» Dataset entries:
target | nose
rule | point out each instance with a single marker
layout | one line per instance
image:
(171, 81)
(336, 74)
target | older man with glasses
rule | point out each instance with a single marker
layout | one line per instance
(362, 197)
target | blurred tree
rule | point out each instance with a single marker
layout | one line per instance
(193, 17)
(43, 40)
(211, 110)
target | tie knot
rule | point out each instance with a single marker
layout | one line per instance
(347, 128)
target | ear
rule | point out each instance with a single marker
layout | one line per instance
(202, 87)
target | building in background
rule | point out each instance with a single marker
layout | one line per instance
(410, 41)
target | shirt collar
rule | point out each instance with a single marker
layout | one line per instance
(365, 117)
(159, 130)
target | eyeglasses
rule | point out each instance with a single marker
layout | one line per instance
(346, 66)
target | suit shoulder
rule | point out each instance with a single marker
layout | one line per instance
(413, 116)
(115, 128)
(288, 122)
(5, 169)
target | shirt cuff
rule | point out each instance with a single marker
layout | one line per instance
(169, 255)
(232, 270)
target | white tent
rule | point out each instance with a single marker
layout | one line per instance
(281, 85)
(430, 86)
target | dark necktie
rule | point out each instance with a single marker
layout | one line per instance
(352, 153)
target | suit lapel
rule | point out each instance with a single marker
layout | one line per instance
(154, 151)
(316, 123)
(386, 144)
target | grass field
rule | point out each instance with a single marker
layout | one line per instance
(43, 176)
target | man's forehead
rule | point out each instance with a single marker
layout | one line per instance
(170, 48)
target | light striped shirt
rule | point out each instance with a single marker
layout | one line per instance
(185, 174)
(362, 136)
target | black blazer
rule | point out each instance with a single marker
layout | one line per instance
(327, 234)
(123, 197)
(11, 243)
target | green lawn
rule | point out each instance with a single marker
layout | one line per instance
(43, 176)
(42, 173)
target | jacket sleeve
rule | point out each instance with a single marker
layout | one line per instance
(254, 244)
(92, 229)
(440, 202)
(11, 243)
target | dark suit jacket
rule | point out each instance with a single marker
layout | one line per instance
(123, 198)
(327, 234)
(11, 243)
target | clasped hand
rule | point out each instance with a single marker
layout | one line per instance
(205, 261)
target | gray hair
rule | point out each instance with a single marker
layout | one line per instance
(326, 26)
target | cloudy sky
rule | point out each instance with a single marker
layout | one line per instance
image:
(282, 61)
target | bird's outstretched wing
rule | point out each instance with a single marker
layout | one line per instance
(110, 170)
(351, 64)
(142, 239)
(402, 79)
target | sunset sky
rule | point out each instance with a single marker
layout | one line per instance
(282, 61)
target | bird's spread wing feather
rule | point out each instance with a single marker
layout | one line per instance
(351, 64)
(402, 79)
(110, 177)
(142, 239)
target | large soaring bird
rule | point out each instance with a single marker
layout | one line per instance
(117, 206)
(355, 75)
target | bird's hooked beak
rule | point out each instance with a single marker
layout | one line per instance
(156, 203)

» Your objective: Extract the complete set of records unchanged.

» Expected output:
target | nose
rule | point out each instance with a single marker
layout | one line per instance
image:
(171, 81)
(336, 74)
target | older man with glasses
rule | point out each instance with a single marker
layout | one line per instance
(362, 197)
target | blurred tree
rule | point out each instance with a single marker
layout | one line per instance
(193, 17)
(43, 40)
(211, 110)
target | tie knot
rule | point out each instance with a single marker
layout | one line per instance
(347, 128)
target | ear
rule | point out each instance with a single marker
layout | one line per instance
(202, 87)
target | building in background
rule | point out each instance with a single marker
layout | one line per instance
(410, 41)
target | shirt collar
rule | point out each instance with a single marker
layout | one line per instance
(365, 117)
(159, 130)
target | eyeglasses
rule | point out each instance with a single marker
layout | one line per instance
(346, 66)
target | suit shoulder
rule | point out each instance with a single marker
layout | one line per instance
(413, 116)
(115, 128)
(288, 122)
(5, 169)
target | shirt cuff
rule | point out each instance with a single marker
layout | one line per instance
(169, 255)
(232, 270)
target | white tent
rule | point out each instance with a single marker
layout | one line per instance
(281, 85)
(430, 86)
target | dark necktie
rule | point out each instance with a single marker
layout | one line per instance
(352, 153)
target | suit lapel
rule | point out each instance with a single marker
layout | one line per instance
(154, 151)
(316, 123)
(386, 144)
target | grass field
rule | point out each instance with a single marker
layout | one line per instance
(43, 176)
target | man's forehead
rule | point out each instance with a single marker
layout | one line per instance
(170, 48)
target | light striped shirt
rule | point out each instance with a single marker
layout | one line per instance
(185, 174)
(362, 136)
target | black blazer
rule | point out each instance with a single marker
layout | one line per instance
(327, 234)
(123, 197)
(11, 243)
target | green lawn
rule | point out each instance with a single marker
layout | one line per instance
(43, 176)
(42, 173)
target | jacket sleeve
rule | point out each instance with a single marker
layout | one line per instance
(254, 244)
(92, 229)
(440, 202)
(11, 243)
target | dark suit jacket
rule | point out each instance with a single marker
layout | one line per instance
(123, 198)
(327, 234)
(11, 243)
target | clasped hand
rule | point out each instance with a single marker
layout | one line per instance
(205, 261)
target | gray hair
rule | point out each instance with a single marker
layout | one line per instance
(326, 26)
target | cloudy sky
rule | point out each instance with a single marker
layout | one line per instance
image:
(282, 61)
target | bird's outstretched wing
rule | point out each instance with a single marker
layout | one line per instance
(110, 170)
(351, 64)
(142, 239)
(402, 79)
target | sunset sky
rule | point out each instance with a single marker
layout | one line per instance
(282, 61)
target | bird's spread wing feather
rule | point out each instance with a single marker
layout | one line per instance
(351, 64)
(402, 79)
(110, 177)
(142, 239)
target | large soaring bird
rule | point out each instance with a single marker
layout | one line per instance
(117, 206)
(355, 75)
target | bird's hooked beak
rule | point out each instance with a single marker
layout | one line per instance
(156, 203)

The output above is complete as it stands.